## Extract provided
========================================================================
Lego Mindstorms Used To Automate Tedious Laboratory Tasks

lego-bone-machines

Modern society owes so much to medical research, though what happens behind the scenes in a laboratory is usually far less than glamorous. A group of scientists at the University of Cambridge are working to develop synthetic bone tissue, but the process to create the samples used in the study is incredibly tedious.

To make the bones, a substructure must be dipped in a mixture of calcium and protein, rinsed, then dipped in a mixture of phosphate and protein…hundreds and hundreds of times. Equipment that can automate the process is available but very cost prohibitive, so the scientists did what they do best and built a set of robots to do the work for them.

Their new bone manufacturing setup was constructed using Lego Mindstorm kits, which were a perfect solution to their problem in several ways. The kits are relatively cheap, easy to construct, easy to program, and able to perform the same function precisely for days on end.

Now instead of burning time manually creating synthetic bone samples, the group can focus on the more important facets of their research.

Continue reading to see a video presented at the 2012 Google Science Fair, showing how everything came together for the crew at Cambridge.

[via Make]

[youtube=http://www.youtube.com/watch?feature=player_embedded&v=WBEtUJmp05w&w=470]

15 thoughts on “Lego Mindstorms Used To Automate Tedious Laboratory Tasks

  1. I do this with my Legos, but the axles wear through the blocks after just a week or so :(

    I had a mixer set up on an evaporating mix, and a machine I made for very, very slowly pulling a cold crystal from a warm, very slowly evaporating bath (CZ crystal pulling) over the course of about 2 days.

    1. I do not see how a crane build out of micro-controllers would be cheaper and easier to build. Not sure how you would build servos out of micro-controllers.

      Unless you actually suggest to replace the mindstorm controller with a microcontroller, at which case you missed the point. Because the controller is not the expensive part, building/testing/tweaking the machine is.

      And, Go Lego!

      1. Naw dawg, I love me some mindstorm, I had myself a mindstorm kit when I was a youngin’. I was just commenting on the fact that they are using legos it what seems like a professional scientific environment.

    2. Thats the whole point behind National Instruments (the guys that make the programming software for Mindstorm), to make the programming something that a scientist can do…

      and make us electronic engineers redundant. =/

      Unfortunately the only place they’ve also done it with hardware is in the Lego Mindstorm.

  2. This is a great example of low cost enabling technology.
========================================================================
[Saved entries]
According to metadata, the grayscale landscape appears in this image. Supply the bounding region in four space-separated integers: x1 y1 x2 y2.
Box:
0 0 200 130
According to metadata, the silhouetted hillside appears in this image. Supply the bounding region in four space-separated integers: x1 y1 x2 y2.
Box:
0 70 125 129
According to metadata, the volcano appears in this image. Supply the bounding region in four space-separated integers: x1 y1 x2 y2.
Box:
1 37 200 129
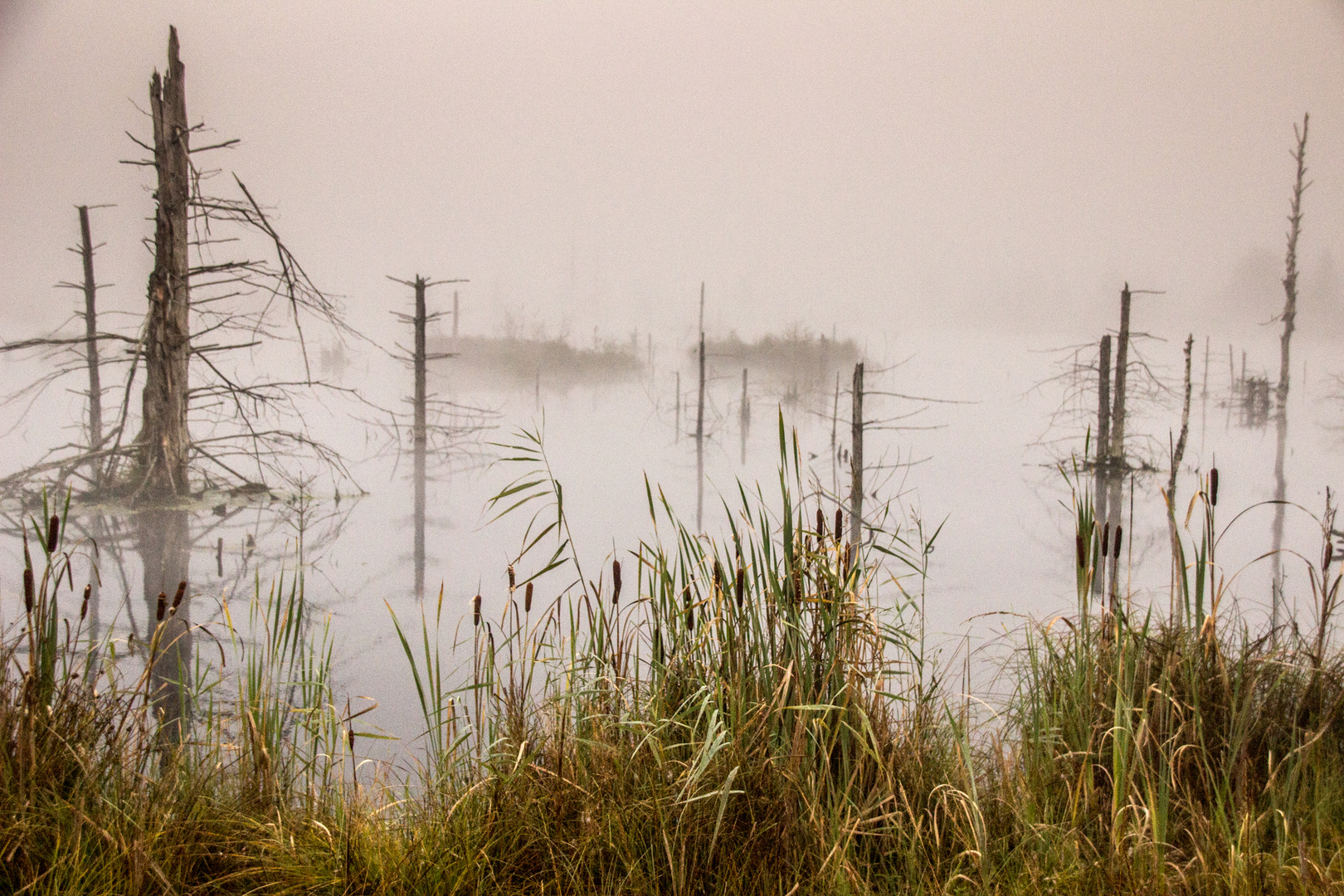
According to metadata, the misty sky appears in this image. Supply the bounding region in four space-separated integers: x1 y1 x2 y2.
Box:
0 0 1344 340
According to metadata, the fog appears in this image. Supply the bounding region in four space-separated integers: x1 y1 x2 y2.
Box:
0 0 1344 336
0 0 1344 752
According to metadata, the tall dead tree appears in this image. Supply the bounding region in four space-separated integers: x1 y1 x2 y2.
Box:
80 206 102 475
1091 334 1110 597
136 28 191 499
387 274 466 599
1270 114 1311 631
850 362 863 549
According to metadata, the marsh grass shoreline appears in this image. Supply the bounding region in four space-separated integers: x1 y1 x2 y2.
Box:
0 432 1344 896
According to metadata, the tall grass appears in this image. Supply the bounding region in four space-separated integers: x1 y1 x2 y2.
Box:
0 435 1344 894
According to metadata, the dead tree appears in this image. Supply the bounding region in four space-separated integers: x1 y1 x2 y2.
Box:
136 28 191 499
1270 114 1309 631
850 362 863 545
388 275 466 599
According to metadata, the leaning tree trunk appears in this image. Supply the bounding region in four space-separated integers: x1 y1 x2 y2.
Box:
137 28 191 499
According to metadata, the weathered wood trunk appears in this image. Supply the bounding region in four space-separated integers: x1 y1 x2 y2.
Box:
1106 284 1133 528
137 28 191 499
411 277 427 601
80 206 102 489
1091 334 1110 595
850 362 863 552
1269 115 1311 633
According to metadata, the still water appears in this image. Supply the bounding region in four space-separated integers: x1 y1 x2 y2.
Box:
0 332 1344 752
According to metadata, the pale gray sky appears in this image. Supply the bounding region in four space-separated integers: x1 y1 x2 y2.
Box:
0 0 1344 338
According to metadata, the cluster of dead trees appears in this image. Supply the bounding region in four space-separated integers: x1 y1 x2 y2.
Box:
0 28 441 505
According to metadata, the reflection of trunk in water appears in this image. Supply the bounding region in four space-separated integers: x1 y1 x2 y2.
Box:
137 509 192 747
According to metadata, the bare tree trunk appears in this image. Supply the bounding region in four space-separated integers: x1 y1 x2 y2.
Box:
1106 284 1132 528
1091 334 1110 597
1166 334 1207 623
137 28 191 499
850 362 863 551
411 275 427 601
80 206 102 489
695 282 704 532
1270 114 1309 631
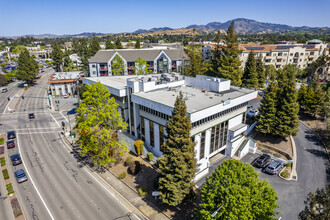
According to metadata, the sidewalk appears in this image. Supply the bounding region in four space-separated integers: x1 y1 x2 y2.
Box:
62 133 169 220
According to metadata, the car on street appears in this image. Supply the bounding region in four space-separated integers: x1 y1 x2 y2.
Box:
7 131 16 140
10 154 22 166
265 160 284 175
246 109 259 118
15 169 27 183
67 108 77 115
255 154 271 168
29 113 34 119
7 140 15 149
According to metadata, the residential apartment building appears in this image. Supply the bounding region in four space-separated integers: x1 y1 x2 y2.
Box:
48 71 84 96
83 73 257 180
203 39 330 75
88 47 189 77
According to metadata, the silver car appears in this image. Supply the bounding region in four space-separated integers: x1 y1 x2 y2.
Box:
265 160 284 175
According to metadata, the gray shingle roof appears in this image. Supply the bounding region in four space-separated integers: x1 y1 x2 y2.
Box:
88 48 189 63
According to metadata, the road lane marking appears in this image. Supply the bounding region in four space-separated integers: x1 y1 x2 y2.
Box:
17 135 54 220
60 112 69 123
50 114 61 128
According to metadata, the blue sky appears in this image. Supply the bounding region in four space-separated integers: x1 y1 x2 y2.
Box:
0 0 330 36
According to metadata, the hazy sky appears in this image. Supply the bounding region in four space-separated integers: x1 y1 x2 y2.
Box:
0 0 330 36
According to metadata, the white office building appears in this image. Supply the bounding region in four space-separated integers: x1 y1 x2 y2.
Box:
83 73 257 180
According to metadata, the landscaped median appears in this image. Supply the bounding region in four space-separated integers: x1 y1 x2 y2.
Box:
0 134 25 220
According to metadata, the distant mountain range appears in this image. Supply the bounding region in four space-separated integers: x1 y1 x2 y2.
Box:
0 18 330 38
133 18 330 34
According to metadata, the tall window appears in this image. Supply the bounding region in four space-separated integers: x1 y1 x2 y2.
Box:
140 117 146 141
199 131 205 160
149 121 155 147
159 125 164 147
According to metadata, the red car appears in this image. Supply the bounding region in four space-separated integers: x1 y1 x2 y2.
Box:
7 140 15 149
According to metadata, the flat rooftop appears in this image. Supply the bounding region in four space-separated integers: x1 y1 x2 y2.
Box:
133 85 255 113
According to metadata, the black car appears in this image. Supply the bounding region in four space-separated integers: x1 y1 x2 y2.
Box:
10 154 22 166
255 154 271 168
7 131 16 140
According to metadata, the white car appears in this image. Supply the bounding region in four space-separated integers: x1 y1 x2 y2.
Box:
246 109 259 118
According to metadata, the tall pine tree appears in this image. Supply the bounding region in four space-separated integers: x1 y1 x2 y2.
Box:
158 92 196 206
52 41 64 72
16 50 39 80
88 36 101 57
256 56 266 88
256 79 278 134
275 65 299 137
242 50 259 89
218 21 243 86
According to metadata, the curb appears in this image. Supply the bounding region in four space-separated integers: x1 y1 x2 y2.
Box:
60 134 153 219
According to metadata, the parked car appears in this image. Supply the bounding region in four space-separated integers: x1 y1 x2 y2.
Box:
255 154 270 168
7 131 16 140
67 108 77 115
10 154 22 166
15 169 27 183
265 160 284 174
7 140 15 149
246 109 259 117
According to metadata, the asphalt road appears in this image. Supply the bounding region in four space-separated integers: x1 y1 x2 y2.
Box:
242 124 330 219
0 69 136 219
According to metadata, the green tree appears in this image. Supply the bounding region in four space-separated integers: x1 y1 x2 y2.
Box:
256 56 266 88
197 159 278 220
88 36 101 58
105 37 115 49
111 54 125 76
52 41 64 72
115 38 123 49
157 92 196 206
299 185 330 220
184 45 205 76
242 50 259 89
256 80 278 134
77 82 127 166
63 49 75 72
218 21 243 86
133 57 151 75
134 38 141 49
16 50 39 80
275 65 299 137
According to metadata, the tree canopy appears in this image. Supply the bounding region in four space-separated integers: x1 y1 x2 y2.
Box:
77 82 127 166
157 92 196 206
197 159 278 220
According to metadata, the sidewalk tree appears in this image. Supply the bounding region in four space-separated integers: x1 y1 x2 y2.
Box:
88 35 101 57
256 80 278 134
218 21 243 86
77 82 127 166
242 50 259 89
134 38 141 49
111 54 125 76
184 45 205 77
52 41 64 72
16 50 39 81
299 185 330 220
105 37 115 49
197 159 278 220
256 56 266 88
157 92 196 206
275 64 299 137
133 57 151 75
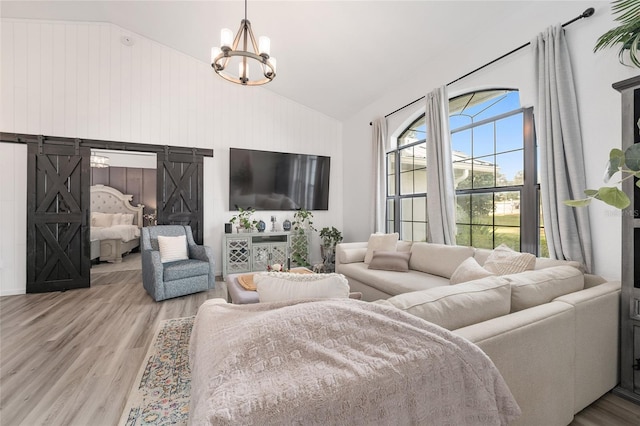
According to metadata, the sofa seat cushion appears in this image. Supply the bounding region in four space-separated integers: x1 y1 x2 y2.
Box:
409 243 474 279
375 276 511 330
340 263 449 296
503 265 584 312
253 272 349 302
163 259 209 281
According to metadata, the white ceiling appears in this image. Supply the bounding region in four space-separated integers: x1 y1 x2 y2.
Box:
0 0 603 120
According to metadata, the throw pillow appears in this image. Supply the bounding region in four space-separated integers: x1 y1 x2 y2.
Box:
369 250 411 272
484 244 536 275
364 232 400 264
158 235 189 263
253 272 349 302
449 257 495 284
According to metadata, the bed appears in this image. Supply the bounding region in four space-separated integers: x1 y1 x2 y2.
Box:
90 185 144 263
189 299 520 425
========================================================================
## Set of tasks
(A) Answer these questions using the Lego Mindstorms article above:
(i) What mixture is the substructure dipped in before the first rinse?
(ii) At what event was the video presented?
(iii) According to the first commenter, over roughly how long did the crystal pulling take?
(B) Please write the next part of the Lego Mindstorms article, picking up right after its final sentence.

## Exercise answers
(A)
(i) A mixture of calcium and protein.
(ii) The 2012 Google Science Fair.
(iii) About 2 days.

(B)
    Some people say garage inventing is over, but I contend it really is a new era. This is a great example of why. You can build cheap robots with off the shelf stuff. You don’t have to ask anyone’s permission. You don’t ned to ask for budget. You just do it.

    Some people will whine that these are legos and therefore lame, just as they whine about the use of an arduino rather than a stand-alone microcontroller. They miss the point, which is often to get results – not spend hours dealing with minutae that has been solved.

  3. I think using Lego was a good choice for one key reason: re-usability. With a pro solution they’re most likely going to be stuck with a robot that dips things. That’s it. With a custom built solution they’d be stuck with a robot that dips things, and possibly not as good. With Lego, today they have a robot that dips things okay, but tomorrow they might need a robot that spins things on 2 axises, and they already have all of the parts needed to do so easily available. Might not be easy, but they won’t have to go drop another $2K on another fixed-function robot.

    Once they find they’re using a certain design a lot more, then they’ll know that particular fixed-function robot is worth their money and can make a better case for spending grant money on it.

  4. So, some medical scientists who are completely out of their element turn to LEGO to build tampon-dipping ‘bots.

    Why couldn’t they get some local volunteers from a high-school or community college to do this instead? I can’t believe some kid couldn’t put this together in a day (testing and all).

    Don’t they care about how unprofessional this looks? Also, if they can’t afford to buy specialized lab equipment, where’s all the money going?

    I’m an angry gumball…

  5. This is great! We had competitions for this in high-school and they always required a practical application four our work and encouraged us to find other ‘real world’ implementations for our designs.

    It is good to finally see one of those applications taking hold in the medical world.

  6. So these guys couldn’t scrounge up a slide auto-stainer? Someone really just ended up talking their PI into buying them a LEGO mindstorm kit.

    Anyways non-sintered HA does not work that well as a bone substitute (poor compressive modulus), not to mention this method will probably lack the requisite porosity.